| Source extract |
BEGIN

By Stella Qiu and Se Young Lee
BEIJING (Reuters) – China said on Tuesday it would accept applications for new tariff exemptions for 696 products imported from the United States including key agricultural and energy products such as pork, beef, soybeans, liquefied natural gas and crude oil.
The exemptions, the third and the most substantial set to be granted to date by China since the start of the trade dispute with the United States, come a month after the signing of a Phase 1 trade deal between Washington and Beijing. China has committed to boosting its purchases of goods and services from the United States by $200 billion over two years.
Other products subject to exemption on additional tariffs imposed during the escalation of the bilateral trade dispute include denatured ethanol and some wheat, corn and sorghum. Some medical devices and metals including copper ore and concentrates, copper scrap and aluminum scrap are also subject to exemption, China’s finance ministry said in a statement.
The exemptions come amid a coronavirus epidemic that has seriously disrupted the world’s second-largest economy. Authorities throughout the country imposed major restriction on travel and transportation to curb the spread of the virus, which has killed nearly 1,900 and infected more than 70,000 in the country.

END

| Supplied data |
BEGIN

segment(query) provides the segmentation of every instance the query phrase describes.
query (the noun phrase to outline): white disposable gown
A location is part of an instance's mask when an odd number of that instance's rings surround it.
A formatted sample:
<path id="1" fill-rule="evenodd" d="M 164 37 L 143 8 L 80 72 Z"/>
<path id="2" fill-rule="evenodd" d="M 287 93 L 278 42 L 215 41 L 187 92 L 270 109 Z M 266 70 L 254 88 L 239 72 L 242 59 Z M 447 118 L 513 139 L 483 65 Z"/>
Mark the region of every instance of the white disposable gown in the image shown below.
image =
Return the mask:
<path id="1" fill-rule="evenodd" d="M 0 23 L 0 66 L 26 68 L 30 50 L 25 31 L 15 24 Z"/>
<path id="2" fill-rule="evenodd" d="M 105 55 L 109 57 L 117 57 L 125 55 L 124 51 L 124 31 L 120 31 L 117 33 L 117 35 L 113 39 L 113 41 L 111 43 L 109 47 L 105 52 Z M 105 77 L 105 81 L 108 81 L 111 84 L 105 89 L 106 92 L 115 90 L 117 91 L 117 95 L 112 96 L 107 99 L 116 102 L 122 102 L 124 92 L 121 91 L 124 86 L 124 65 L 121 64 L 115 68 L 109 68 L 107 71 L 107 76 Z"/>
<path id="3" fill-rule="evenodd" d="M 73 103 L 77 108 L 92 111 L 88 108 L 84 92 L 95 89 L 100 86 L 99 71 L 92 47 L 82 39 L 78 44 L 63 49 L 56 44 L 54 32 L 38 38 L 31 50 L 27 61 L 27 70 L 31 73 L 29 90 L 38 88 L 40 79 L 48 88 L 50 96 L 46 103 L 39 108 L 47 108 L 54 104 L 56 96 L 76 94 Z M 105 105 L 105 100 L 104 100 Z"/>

END

| Directions |
Please continue the article on China's tariff exemptions for U.S. imports, starting right after its last sentence.

| Answer below |
Some U.S. officials and analysts have raised questions about China’s ability to meet the purchasing commitments specified in the Phase 1 trade deal due to the coronavirus.
The virus outbreak, which was first detected in the central city of Wuhan in December, has kept factories shut or operating with drastically reduced staffing. The public has also been discouraged from leaving their homes or going to public places, also stunting consumption.
Firms seeking exemptions on the additional tariffs on U.S. products can submit applications from March 2, the finance ministry said. Any exemption granted will be valid for one year.